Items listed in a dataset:
※

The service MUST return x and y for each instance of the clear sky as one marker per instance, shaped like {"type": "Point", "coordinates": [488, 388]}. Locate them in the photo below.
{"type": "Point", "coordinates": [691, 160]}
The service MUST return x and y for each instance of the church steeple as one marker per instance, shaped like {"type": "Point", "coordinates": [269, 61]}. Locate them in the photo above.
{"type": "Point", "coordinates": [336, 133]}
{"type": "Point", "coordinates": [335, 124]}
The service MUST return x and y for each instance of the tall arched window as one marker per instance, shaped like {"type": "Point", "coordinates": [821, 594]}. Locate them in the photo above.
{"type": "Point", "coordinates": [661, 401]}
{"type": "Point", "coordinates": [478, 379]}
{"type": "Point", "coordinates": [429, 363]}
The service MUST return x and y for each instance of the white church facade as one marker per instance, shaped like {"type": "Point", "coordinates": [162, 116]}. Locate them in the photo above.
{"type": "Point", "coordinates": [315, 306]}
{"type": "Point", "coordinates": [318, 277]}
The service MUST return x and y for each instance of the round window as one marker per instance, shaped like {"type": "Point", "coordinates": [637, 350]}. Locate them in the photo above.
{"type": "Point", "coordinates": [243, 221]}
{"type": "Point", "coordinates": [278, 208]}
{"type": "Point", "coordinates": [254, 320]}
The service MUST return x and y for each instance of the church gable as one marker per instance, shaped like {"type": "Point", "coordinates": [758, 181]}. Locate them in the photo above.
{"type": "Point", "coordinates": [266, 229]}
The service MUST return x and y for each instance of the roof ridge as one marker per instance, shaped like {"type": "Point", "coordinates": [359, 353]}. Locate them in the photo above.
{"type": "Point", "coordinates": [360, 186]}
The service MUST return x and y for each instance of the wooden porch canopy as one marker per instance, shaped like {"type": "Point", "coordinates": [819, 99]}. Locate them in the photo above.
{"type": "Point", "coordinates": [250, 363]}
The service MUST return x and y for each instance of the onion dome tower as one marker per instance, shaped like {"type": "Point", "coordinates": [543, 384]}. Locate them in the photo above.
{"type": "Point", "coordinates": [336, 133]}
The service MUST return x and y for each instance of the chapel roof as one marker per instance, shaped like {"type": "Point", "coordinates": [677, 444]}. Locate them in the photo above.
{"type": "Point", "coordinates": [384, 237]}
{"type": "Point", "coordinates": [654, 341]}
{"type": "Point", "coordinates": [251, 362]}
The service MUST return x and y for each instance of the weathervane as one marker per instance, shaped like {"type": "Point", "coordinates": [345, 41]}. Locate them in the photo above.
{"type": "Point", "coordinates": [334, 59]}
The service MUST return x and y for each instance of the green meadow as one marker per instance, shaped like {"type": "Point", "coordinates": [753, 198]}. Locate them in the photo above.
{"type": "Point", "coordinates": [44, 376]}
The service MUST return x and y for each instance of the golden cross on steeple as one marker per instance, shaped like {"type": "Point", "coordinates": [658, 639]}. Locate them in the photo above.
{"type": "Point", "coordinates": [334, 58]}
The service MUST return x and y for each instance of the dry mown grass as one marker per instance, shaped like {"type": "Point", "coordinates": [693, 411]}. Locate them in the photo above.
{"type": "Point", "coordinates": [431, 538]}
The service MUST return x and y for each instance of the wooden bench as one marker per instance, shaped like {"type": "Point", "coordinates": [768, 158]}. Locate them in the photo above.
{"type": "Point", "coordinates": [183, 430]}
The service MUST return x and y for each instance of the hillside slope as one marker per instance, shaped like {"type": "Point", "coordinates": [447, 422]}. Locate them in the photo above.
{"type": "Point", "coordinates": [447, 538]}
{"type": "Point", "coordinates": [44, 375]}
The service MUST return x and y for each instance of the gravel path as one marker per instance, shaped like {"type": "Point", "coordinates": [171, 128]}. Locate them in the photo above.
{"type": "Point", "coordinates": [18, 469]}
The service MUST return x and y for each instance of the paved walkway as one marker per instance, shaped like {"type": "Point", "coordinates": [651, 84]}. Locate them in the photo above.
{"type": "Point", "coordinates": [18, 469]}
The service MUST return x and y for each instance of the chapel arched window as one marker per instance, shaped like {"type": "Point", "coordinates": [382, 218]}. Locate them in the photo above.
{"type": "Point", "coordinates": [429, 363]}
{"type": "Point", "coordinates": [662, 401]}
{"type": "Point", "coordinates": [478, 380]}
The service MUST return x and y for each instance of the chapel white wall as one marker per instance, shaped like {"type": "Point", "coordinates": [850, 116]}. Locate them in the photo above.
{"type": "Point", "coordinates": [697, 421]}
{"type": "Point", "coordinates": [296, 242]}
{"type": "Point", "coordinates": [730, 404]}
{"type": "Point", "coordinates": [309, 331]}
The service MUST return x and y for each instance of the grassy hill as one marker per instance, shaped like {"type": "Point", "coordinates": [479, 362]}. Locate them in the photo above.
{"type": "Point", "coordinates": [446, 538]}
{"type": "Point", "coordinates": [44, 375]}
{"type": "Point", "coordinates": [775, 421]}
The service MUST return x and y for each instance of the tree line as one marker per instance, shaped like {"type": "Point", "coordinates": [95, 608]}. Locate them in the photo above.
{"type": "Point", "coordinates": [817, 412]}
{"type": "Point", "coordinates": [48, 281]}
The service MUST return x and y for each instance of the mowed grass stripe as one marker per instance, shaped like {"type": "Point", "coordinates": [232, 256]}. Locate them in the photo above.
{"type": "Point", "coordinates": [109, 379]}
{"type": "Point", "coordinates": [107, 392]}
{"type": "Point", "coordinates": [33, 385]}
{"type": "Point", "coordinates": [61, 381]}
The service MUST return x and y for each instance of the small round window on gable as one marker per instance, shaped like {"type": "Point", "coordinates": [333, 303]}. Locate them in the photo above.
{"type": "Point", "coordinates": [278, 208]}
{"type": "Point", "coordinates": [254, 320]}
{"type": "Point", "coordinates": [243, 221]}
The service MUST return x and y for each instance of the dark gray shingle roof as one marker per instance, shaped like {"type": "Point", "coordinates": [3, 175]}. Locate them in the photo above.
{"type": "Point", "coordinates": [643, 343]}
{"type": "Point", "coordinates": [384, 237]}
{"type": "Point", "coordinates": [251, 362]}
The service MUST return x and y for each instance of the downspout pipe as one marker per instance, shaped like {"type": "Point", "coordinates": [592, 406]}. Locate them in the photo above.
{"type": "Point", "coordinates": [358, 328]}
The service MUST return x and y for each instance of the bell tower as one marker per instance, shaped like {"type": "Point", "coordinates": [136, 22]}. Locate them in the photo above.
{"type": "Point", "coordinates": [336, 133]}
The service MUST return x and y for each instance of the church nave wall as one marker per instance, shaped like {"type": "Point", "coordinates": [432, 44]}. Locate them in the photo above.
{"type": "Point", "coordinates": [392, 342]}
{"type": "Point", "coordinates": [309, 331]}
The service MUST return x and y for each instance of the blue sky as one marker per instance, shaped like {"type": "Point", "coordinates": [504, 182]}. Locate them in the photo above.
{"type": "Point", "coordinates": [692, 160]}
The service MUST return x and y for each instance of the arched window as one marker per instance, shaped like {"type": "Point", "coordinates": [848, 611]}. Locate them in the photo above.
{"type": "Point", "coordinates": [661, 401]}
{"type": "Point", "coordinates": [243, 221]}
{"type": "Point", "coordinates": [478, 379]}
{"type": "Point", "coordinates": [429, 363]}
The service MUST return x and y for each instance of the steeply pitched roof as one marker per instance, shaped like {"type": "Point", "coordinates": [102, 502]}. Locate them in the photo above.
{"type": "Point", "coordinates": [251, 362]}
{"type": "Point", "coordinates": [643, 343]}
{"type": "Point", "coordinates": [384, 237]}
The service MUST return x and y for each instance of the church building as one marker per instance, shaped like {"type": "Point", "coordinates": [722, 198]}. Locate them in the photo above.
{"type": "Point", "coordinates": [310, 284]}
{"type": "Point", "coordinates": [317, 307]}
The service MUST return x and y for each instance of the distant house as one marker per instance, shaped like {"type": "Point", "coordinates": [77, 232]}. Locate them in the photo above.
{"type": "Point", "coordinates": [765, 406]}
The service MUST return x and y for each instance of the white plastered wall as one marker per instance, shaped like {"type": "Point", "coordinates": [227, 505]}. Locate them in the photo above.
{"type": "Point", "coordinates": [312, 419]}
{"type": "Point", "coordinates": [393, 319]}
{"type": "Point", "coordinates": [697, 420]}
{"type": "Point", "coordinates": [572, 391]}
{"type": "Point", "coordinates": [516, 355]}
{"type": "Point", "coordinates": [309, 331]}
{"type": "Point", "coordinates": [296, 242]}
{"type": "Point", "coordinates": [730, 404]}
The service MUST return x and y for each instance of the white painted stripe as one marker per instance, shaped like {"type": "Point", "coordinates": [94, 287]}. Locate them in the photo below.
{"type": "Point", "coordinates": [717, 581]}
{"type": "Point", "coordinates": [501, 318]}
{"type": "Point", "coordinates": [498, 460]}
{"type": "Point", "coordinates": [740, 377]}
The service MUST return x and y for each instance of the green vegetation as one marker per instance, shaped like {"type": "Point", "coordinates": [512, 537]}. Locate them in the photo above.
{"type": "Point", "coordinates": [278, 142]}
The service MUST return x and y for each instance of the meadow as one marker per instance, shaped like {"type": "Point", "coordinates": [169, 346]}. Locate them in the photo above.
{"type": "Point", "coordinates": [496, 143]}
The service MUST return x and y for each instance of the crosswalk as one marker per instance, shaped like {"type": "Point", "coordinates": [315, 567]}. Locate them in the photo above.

※

Repeat precisely the lines of the data starting at the one containing "the green vegetation", last line included.

COMPLETED TASK —
The service MUST return x and y for each instance of the green vegetation as one marker per instance, shaped like {"type": "Point", "coordinates": [512, 537]}. Locate them in the photo above.
{"type": "Point", "coordinates": [278, 142]}
The service MUST return x and y for each instance of the meadow as one marker per instance, shaped like {"type": "Point", "coordinates": [169, 346]}. Locate them in the photo above.
{"type": "Point", "coordinates": [496, 143]}
The service MUST return x and y for each instance of the crosswalk as one marker per instance, shaped like {"type": "Point", "coordinates": [315, 567]}. Locate them in the photo above.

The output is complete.